┌─ Passage

It is obviously no coincidence that many of those who are designated by their colleagues as ‘Westernist’ or neoconservative pioneers at the foreign affairs ministry have, or had, spent time in the US. That is the case of Philippe Errera, who served an internship with the US State Department between 1998 and 1999, and who was subsequently appointed as first secretary to the French embassy in Washington from 1999 to 2003. He is today head of the International Relations and Strategy department at the French defence ministry.

It is also the case of Michel Miraillet, the current French ambassador to the United Arab Emirates, where France has its only air force base in the Middle East. From 1992 to 1995 he was the first secretary of France’s permanent mission to the UN in New York. There is also Gérard Araud, France’s current ambassador to the US, who served as French ambassador to the UN between 2009 and 2014. Not forgetting François Richier, a former advisor on strategic issues with France’s permanent mission to the UN, who went on to become head of the department of non-proliferation at the French foreign affairs ministry and later an advisor to then-president Nicolas Sarkozy on strategic issues. In 2011 he was appointed French ambassador to India.

└─

__Task instructions__
Name every person whose career the passage on French foreign-policy officials describes as an example.

┌─ Listed entries

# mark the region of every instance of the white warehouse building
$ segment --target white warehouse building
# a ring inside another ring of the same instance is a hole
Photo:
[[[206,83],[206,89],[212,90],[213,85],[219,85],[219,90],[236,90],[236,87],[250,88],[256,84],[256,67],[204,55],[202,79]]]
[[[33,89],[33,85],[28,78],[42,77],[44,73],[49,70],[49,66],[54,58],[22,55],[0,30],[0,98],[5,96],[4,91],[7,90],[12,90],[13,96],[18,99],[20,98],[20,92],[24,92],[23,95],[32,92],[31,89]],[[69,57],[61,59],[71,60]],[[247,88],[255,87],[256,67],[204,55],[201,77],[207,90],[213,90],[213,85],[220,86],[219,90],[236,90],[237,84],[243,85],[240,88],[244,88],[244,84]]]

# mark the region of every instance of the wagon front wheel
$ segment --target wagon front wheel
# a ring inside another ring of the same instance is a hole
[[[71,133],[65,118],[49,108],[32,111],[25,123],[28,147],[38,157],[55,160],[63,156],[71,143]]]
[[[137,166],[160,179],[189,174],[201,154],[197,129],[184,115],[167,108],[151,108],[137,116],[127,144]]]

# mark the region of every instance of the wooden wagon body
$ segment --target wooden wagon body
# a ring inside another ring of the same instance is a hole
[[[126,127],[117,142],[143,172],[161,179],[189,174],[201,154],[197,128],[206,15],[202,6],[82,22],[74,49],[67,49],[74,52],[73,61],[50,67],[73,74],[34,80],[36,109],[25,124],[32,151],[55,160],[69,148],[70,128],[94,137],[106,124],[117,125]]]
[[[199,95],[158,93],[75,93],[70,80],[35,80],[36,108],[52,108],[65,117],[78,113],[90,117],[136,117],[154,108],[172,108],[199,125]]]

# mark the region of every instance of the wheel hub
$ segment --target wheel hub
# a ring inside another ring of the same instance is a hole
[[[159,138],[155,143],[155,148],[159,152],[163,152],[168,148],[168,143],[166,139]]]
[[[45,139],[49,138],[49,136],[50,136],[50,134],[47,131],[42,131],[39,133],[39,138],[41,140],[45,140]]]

└─

__Finished exercise__
Philippe Errera, Michel Miraillet, Gérard Araud, François Richier